● **Selection**:
Generative art developed by Mark Horsell.

GANs — What and Where?

Mustaffa Hussain
TheCyPhy
Published in
12 min readApr 19, 2020

--

Yann LeCun described GANs as “the most interesting idea in the last 10 years in Machine Learning”.

GANs stands for Generative Adversarial Networks. The name has it all, LITERALLY

GANS consist of 2 types of networks, Generative and Adversarial.

1. Generative Network are a class of networks which Generates

2. Adversarial Network are networks opposite of the Generative Network

GANs are like Jordan and Kobe. Both trying to defeat each other. In the process both improve their game and put on a wonderful show for the fans.

To understand it better, let's begin with an analogy. GANs take me back to my school days. We had this system of getting our diaries signed from parents after class tests. I sure did not do well in many subjects. So what I did was, I forged my dad's signature in order to escape from the scolding. To my misery, the teacher was too good to be fooled by my forgery. She informed my parents and things ended badly. But that didn't stop me from forging his signature again. Eventually, I got better at this and could sign alike that my dad once confused if he had signed or not. *** please act at your own risk 😜😜😜

following the analogy, the generator network is me and the adversarial network (also called discriminator) is the teacher. The signature is the distribution. So the generator is trying to mimic the distribution and the discriminator is trying to catch the forgery.

GANs were first presented by Ian J. Goodfellow and team in 2014 via the paper titled Generative Adversaria Networks. He presented and explained his paper in NIPS 2016. Here is the video of the lecture.

The magician himself. 2 hours of pure magic.

Lets now come back to our story. The generator trying to fool the discriminator. Essentially there two important factors for training a good generator

1. We feed robust and meaningful data to the discriminator.

2. We have a good discriminator in hand. The learning of the generator depends directly on how well the discriminator performs.

Flow diagram of a GAN architecture.

Generative models existed before GANS. Models prior to GANs tried to approximate the distribution of data. For example, lets again go back to the school days 😜. My section had 21 students. If all the heights of students in the class were recorded, it is easy to identify the distribution of the heights of students in the section. Let's say the heights follow a Normal distribution with mean 165 cm and a standard deviation of 3 cm. If a new student is to join, we now have the idea as to what his height maybe with some confidence. That is we can randomly generate a new student's height from the information of the distribution of the class. Moreover, different classes will have different parameters. This way one can identify if any randomly picked student belongs to which class. Here height acts as an attribute on which the distribution is modeled. But things are no so straight forward in the real world. We have hundreds of attributes for the data. As the number of attributes increases, the distributions become really complex. It becomes really hard to model these distributions. And to add to this misery, data in the form of images, videos, text are just too complex to model statistically.

GANs on the other hand magnificently handles this real-world problem. GANs fall in the category of the direct density learning algorithm. One can use any model of their choice in this setup given they can iteratively update the parameters and propagate the loss in training. For example, one can use a simple SVM as a discriminator with gradient updations. Its the elegant idea of two models in a competition resulting in Generator to model the actual distribution of the data.

● **Data entries**:
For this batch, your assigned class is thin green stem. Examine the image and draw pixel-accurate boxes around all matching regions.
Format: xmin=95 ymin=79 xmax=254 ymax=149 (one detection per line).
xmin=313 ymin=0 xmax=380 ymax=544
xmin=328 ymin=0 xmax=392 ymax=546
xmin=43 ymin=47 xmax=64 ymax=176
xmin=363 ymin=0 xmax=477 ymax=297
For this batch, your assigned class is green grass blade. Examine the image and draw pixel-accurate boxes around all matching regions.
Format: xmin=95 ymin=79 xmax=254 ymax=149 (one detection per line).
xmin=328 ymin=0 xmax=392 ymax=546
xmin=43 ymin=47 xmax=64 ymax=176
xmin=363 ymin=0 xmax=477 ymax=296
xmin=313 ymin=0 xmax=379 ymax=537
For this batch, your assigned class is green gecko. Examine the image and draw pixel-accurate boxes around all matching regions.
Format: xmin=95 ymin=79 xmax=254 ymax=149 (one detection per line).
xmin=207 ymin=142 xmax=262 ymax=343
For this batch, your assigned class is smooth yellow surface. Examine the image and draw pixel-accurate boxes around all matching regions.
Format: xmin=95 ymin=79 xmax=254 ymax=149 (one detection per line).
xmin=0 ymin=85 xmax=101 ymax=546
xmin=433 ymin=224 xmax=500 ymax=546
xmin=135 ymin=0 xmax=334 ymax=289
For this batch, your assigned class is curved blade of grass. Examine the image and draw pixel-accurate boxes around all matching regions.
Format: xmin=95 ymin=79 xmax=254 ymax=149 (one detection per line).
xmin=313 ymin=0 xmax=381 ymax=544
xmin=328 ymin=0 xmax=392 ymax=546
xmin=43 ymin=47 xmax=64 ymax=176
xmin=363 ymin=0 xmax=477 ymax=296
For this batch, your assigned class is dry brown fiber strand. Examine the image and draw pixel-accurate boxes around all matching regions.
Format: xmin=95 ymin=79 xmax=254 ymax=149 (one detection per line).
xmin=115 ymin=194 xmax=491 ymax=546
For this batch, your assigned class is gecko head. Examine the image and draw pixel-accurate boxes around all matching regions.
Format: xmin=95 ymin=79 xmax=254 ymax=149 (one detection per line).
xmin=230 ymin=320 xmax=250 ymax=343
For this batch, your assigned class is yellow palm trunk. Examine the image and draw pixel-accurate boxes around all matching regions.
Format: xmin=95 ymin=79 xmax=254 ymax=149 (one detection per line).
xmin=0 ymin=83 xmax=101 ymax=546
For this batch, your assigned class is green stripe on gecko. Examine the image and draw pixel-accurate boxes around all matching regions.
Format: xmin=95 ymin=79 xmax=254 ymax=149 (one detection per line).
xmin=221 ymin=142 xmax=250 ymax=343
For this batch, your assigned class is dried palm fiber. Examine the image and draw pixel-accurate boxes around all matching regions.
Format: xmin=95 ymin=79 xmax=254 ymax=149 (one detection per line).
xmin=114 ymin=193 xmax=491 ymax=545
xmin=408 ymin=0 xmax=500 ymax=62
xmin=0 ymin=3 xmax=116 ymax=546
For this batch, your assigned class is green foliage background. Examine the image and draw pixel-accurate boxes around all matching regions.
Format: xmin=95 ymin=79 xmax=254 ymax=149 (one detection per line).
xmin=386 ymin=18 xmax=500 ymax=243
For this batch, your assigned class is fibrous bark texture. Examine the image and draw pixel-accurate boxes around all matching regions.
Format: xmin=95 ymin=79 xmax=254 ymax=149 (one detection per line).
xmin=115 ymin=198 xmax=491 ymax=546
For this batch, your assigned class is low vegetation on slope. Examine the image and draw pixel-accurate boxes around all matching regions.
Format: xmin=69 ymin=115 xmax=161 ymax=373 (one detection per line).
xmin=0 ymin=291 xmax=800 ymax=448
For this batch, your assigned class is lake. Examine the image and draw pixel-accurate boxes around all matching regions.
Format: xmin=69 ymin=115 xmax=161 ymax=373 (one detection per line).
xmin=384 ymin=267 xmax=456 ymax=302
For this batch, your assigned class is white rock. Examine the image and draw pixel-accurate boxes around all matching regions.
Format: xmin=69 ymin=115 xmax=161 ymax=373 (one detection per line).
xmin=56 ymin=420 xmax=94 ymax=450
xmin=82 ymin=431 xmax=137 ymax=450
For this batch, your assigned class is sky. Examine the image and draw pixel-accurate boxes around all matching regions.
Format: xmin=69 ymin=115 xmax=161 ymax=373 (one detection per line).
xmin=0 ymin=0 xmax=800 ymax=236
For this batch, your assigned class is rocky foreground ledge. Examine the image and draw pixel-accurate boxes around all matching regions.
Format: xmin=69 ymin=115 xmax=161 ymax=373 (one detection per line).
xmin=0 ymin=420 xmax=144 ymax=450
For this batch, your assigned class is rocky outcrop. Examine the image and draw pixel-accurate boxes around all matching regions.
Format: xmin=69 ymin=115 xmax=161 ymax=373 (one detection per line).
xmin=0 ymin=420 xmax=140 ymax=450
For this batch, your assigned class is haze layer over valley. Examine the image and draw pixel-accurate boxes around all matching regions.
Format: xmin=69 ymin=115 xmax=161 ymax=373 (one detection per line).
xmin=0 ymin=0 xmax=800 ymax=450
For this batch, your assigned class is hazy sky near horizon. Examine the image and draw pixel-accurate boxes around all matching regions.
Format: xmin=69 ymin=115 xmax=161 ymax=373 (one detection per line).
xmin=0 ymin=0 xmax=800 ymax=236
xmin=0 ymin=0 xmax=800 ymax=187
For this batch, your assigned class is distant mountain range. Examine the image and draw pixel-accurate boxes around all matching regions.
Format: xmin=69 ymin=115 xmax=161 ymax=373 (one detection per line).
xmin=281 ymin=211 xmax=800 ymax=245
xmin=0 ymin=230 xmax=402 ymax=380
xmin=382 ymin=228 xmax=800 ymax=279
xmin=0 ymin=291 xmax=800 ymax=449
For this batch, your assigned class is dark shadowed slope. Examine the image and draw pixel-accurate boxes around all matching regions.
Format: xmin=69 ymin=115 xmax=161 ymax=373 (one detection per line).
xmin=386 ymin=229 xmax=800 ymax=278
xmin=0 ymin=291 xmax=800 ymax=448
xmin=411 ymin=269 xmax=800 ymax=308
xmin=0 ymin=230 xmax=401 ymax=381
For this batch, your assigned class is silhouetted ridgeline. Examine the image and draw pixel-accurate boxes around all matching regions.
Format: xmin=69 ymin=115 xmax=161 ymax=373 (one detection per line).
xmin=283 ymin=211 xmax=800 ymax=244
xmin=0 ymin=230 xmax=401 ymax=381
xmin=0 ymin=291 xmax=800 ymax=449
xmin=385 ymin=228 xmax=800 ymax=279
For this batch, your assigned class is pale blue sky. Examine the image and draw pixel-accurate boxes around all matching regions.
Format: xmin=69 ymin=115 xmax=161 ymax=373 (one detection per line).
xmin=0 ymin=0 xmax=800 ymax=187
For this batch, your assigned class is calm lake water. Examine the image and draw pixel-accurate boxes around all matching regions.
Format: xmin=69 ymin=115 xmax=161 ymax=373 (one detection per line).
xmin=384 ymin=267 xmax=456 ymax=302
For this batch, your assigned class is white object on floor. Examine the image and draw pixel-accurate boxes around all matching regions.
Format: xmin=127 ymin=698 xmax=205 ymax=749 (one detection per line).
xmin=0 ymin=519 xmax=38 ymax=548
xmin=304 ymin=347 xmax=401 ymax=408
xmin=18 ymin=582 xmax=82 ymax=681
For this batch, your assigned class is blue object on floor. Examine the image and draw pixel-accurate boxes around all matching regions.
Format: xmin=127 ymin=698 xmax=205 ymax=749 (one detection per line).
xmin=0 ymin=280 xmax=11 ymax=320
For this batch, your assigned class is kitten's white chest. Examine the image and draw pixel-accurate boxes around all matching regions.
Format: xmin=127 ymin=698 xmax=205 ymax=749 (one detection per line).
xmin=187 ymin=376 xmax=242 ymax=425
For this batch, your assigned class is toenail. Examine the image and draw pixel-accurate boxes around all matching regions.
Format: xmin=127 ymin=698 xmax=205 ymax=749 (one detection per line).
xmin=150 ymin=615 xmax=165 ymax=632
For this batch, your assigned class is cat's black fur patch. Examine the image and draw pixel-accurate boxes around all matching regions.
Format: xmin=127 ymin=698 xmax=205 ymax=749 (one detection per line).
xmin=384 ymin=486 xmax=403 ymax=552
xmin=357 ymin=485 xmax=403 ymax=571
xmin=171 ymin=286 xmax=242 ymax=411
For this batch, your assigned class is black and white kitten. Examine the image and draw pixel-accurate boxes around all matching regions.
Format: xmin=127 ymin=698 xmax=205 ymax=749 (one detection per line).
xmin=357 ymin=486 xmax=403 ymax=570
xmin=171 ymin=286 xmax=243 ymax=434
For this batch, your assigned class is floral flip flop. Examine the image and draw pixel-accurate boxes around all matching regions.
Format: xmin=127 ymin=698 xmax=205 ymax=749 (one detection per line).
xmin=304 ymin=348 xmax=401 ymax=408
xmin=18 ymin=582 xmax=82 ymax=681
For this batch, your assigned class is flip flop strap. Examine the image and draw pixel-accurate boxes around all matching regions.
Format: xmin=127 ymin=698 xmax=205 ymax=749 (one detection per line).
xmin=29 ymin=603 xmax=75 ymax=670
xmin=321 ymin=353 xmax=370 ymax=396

● **Aim of the exercise**: Can you carry on the article explaining GANs, starting right after its last sentence?

● **Exercise result**:
Now that we know the basic underlying idea. Lets us first see what and where all Gans is used or to say how they have evolved from just generating faces. Actually the list is really vast, let's look at 10 interesting use cases of GANS and some interesting papers.

1. Data Augmentation

a. GAN 2014 - Generating new plausible samples was the application described in the original paper by Ian Goodfellow, et al. in the 2014 paper “Generative Adversarial Networks” where GANs were used to generate new plausible examples for the MNIST handwritten digit dataset, the CIFAR-10 small object photograph dataset, and the Toronto Face Database.

Examples of GANs used to Generate New Plausible Examples for Image Datasets.Taken from Generative Adversarial Nets, 2014.

b. DCGAN 2015- This was also the demonstration used in the important 2015 paper titled “Unsupervised Representation Learning with Deep Convolutional Generative Adversarial Networks” by Alec Radford, et al. called DCGAN that demonstrated how to train stable GANs at scale. They demonstrated models for generating new examples of bedrooms.

Example of GAN-Generated Photographs of Bedrooms.Taken from Unsupervised Representation Learning with Deep Convolutional Generative Adversarial Networks, 2015

Importantly, in this paper, they also demonstrated the ability to perform vector arithmetic with the input to the GANs (in the latent space) both with generated bedrooms and with generated faces.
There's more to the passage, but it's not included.